BEGIN

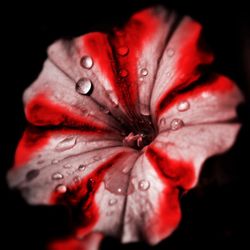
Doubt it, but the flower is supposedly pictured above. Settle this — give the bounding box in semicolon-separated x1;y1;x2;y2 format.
7;6;243;250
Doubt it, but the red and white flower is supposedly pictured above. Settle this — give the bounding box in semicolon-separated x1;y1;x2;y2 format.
7;6;243;250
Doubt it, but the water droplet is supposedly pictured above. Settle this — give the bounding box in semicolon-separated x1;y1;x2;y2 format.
26;169;40;182
117;46;129;56
140;103;150;116
55;184;67;193
52;159;59;164
78;164;86;171
52;172;64;180
170;118;184;130
106;211;114;216
80;56;94;69
55;136;77;152
76;78;93;95
73;176;80;184
93;156;101;161
37;160;45;164
177;100;190;112
119;69;128;77
122;166;131;174
140;68;148;76
107;91;118;107
63;164;72;169
108;198;118;206
159;117;166;126
167;48;175;57
100;106;110;114
138;180;150;191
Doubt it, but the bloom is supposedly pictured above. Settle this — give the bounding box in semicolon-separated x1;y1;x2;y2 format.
7;5;243;249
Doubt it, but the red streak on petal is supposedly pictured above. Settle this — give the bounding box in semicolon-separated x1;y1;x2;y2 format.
26;94;106;130
157;74;234;118
14;128;110;168
82;9;159;113
146;145;195;237
48;237;85;250
50;152;128;237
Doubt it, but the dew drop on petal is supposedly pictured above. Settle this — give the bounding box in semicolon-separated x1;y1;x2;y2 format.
73;176;80;184
76;78;93;95
177;100;190;112
52;172;64;180
55;184;67;193
63;164;72;169
80;56;94;69
119;69;128;77
55;136;77;152
26;169;40;182
138;180;150;191
159;117;166;126
117;46;129;56
51;159;59;164
108;198;118;206
140;68;148;76
170;118;184;130
78;164;86;171
167;48;175;57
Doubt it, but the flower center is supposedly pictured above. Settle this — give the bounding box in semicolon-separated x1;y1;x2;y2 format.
122;115;156;150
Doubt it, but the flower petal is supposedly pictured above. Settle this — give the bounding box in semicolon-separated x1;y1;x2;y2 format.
24;60;120;131
151;16;214;121
48;233;103;250
156;74;244;132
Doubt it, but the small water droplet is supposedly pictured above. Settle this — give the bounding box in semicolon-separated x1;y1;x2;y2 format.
78;164;86;171
108;198;118;206
119;69;128;77
52;172;64;180
93;156;101;161
107;91;118;107
63;164;72;169
122;166;131;174
138;180;150;191
140;68;148;76
26;169;40;182
167;48;175;57
80;56;94;69
73;176;80;184
100;106;110;114
117;46;129;56
106;211;114;216
170;118;184;130
52;159;59;164
55;184;67;193
76;78;93;95
55;136;77;152
159;117;166;126
37;160;45;164
177;100;190;112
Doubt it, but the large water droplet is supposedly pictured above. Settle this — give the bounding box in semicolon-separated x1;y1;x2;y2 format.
76;78;93;95
26;169;40;182
119;69;128;78
55;136;77;152
177;100;190;112
117;46;129;56
78;164;86;171
170;118;184;130
52;172;64;180
167;48;175;57
80;56;94;69
108;198;118;206
138;180;150;191
140;68;148;76
55;184;67;193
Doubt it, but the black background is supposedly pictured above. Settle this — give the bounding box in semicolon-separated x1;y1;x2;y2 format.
1;0;249;249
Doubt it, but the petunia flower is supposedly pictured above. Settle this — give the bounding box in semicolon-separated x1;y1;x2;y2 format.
7;6;244;250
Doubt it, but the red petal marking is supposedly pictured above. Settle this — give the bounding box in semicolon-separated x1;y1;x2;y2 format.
157;74;235;118
26;94;108;129
145;145;195;238
82;9;160;114
48;233;103;250
50;152;128;238
146;145;195;189
14;127;114;168
152;18;214;119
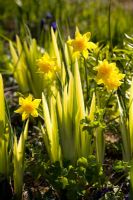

END

** Task description **
Restate the entries above word for word, keeping pictures out of the copy.

** Task solution **
Doubt it, but the flower is supposedly pictured above. Settle this — give the bounding box in semicolon-separated x1;y1;x2;y2 format.
7;6;243;250
Doubt it, but the red and white flower is supposedly pictured above. Settle this — give the bounding box in semicolon-separated x1;y1;x2;y2 format.
7;6;243;250
Doubt it, but the water droplet is supposedly pictured above. Settle this — give the bounding box in semicolon-separated x1;y1;x2;y2 format.
26;169;40;182
117;46;129;56
140;103;150;116
55;184;67;193
52;159;59;164
78;164;86;171
52;172;64;180
170;118;184;130
106;211;114;216
80;56;94;69
55;136;77;152
76;78;93;95
73;176;80;184
93;156;101;161
37;160;45;164
177;100;190;112
119;69;128;77
122;166;131;174
140;68;148;76
107;91;118;107
63;164;72;169
108;198;118;206
159;117;166;126
167;48;175;57
100;106;110;114
138;180;150;191
Doubt it, but the bloom is supposedly pictured above. Settle this — give the bounding box in semicolon-separated x1;y1;x2;y2 format.
7;5;243;249
Doubt it, but the red streak on petal is supposedly pictured above. Settle this — give the bounding box in semicolon-separated x1;y1;x2;y2 format.
26;94;106;130
157;74;234;118
14;128;110;168
82;9;159;113
146;145;195;237
48;237;85;250
50;152;128;237
Doubt it, but the dew drop on petal is supposedly pictured above. Settle this — give the bounding box in semicolon-separated x1;y1;x2;y2 format.
73;176;80;184
76;78;93;95
177;100;190;112
52;172;64;180
55;184;67;193
63;164;72;169
80;56;94;69
119;69;128;77
55;136;77;152
26;169;40;182
138;180;150;191
159;117;166;126
117;46;129;56
51;159;59;164
108;198;118;206
140;68;148;76
170;118;184;130
78;164;86;171
167;48;175;57
Doubt it, but the flower center is supposedly pictured above. Settle this — give the bounding box in semicolon-separated x1;y1;x2;y2 format.
122;115;156;150
Doubt it, but the flower petal is supposedly pictured above. Settle this — give the bounding box in semicolon-separated x1;y1;x2;y2 format.
24;60;120;131
151;16;214;121
48;233;103;250
156;74;244;132
Doubt it, but the small water droplet is supposedly pictured above. Settle this — give the bounding box in semicolon-separated x1;y1;x2;y2 format.
78;164;86;171
108;198;118;206
119;69;128;77
52;172;64;180
93;156;101;161
107;91;118;107
63;164;72;169
122;166;131;174
138;180;150;191
140;68;148;76
26;169;40;182
167;48;175;57
80;56;94;69
73;176;80;184
100;106;110;114
117;46;129;56
106;211;114;216
170;118;184;130
52;159;59;164
55;184;67;193
76;78;93;95
55;136;77;152
159;117;166;126
37;160;45;164
177;100;190;112
Doubt it, but the large water droplet is supposedly pictured above. Settle this — give the bounding box in semicolon-separated x1;y1;x2;y2 format.
76;78;93;95
26;169;40;182
119;69;128;78
55;136;77;152
177;100;190;112
117;46;129;56
78;164;86;171
170;118;184;130
52;172;64;180
167;48;175;57
80;56;94;69
108;198;118;206
138;180;150;191
140;68;148;76
55;184;67;193
Doubt it, but the black background is supposedly pictured above. Settle this — give the bounding box in semicolon-separated x1;y1;x2;y2 format.
1;0;249;249
Doubt it, but the petunia flower is supposedly pictured above. Settle this — give the bounding box in semicolon-separated x1;y1;x2;y2 format.
7;6;244;250
Doubt it, but the red petal marking is supposedly pictured above. Settle this — give the bounding box in semicolon-separated x1;y1;x2;y2 format.
157;74;235;118
26;94;108;129
145;145;195;238
82;9;160;114
48;233;103;250
50;152;128;238
146;145;195;189
14;127;114;168
152;18;214;119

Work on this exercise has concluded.